# Personal Best Bench Press



## Bfit247 (May 30, 2013)

Finally reached my goal of 405lbs on bench press! Nice and clean. Touch chest smooth press to the top! Didn't break form at all! I will make a video next time!


----------



## chrisr116 (May 30, 2013)

Congrats Man, 405 is quite an accomplishment.


----------



## Big-John (May 30, 2013)

Awesome! Congrats!


----------



## Bfit247 (May 30, 2013)

Thanks Brothers!!! I weighed 223lbs this morning! 
It always feel great after reaching one of your goals!!!


----------



## Ironbuilt (May 30, 2013)

Glad us 6 footers and above feel the same.  If my arms were just 3in shorter I could do 500.. Good job bruta.ib


----------



## OMAR (May 30, 2013)

Thats huge!  Congratulations!  
For me, 315 seems like a long ways off.


----------



## xmen1234 (May 30, 2013)

Great job!


----------



## Bfit247 (May 30, 2013)

════════════════

Work to do –
Copy word for word the part of the bench press thread that begins at the words "## Ironbuilt (May" and stops after "long ways off.".

(Records from a point-labeling set)

════════════════

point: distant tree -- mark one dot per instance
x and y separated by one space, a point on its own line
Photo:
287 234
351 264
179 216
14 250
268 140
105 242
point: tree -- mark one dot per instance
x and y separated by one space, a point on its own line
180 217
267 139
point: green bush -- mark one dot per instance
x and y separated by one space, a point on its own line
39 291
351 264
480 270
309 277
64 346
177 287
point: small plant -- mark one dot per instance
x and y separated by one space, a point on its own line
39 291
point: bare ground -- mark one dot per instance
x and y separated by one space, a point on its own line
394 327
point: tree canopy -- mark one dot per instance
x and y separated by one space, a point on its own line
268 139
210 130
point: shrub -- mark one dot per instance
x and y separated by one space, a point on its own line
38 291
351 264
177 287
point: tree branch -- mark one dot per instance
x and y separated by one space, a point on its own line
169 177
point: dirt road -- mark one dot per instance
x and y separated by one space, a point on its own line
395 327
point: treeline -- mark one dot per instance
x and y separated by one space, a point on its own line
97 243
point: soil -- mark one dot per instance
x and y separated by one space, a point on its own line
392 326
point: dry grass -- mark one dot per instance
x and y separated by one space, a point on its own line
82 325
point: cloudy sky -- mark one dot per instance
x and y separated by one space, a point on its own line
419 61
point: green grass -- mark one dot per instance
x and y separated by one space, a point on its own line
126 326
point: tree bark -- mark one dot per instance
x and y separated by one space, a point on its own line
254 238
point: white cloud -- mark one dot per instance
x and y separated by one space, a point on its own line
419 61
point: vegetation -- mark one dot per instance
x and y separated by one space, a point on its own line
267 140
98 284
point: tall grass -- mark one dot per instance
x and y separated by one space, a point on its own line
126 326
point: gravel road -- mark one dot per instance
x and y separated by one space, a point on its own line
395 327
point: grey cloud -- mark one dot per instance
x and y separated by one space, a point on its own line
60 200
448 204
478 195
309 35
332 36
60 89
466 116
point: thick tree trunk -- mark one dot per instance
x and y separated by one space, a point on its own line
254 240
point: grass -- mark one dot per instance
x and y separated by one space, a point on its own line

════════════════

Solution for this exercise –
## Ironbuilt (May 30, 2013)

Glad us 6 footers and above feel the same.  If my arms were just 3in shorter I could do 500.. Good job bruta.ib


----------



## OMAR (May 30, 2013)

Thats huge!  Congratulations!  
For me, 315 seems like a long ways off.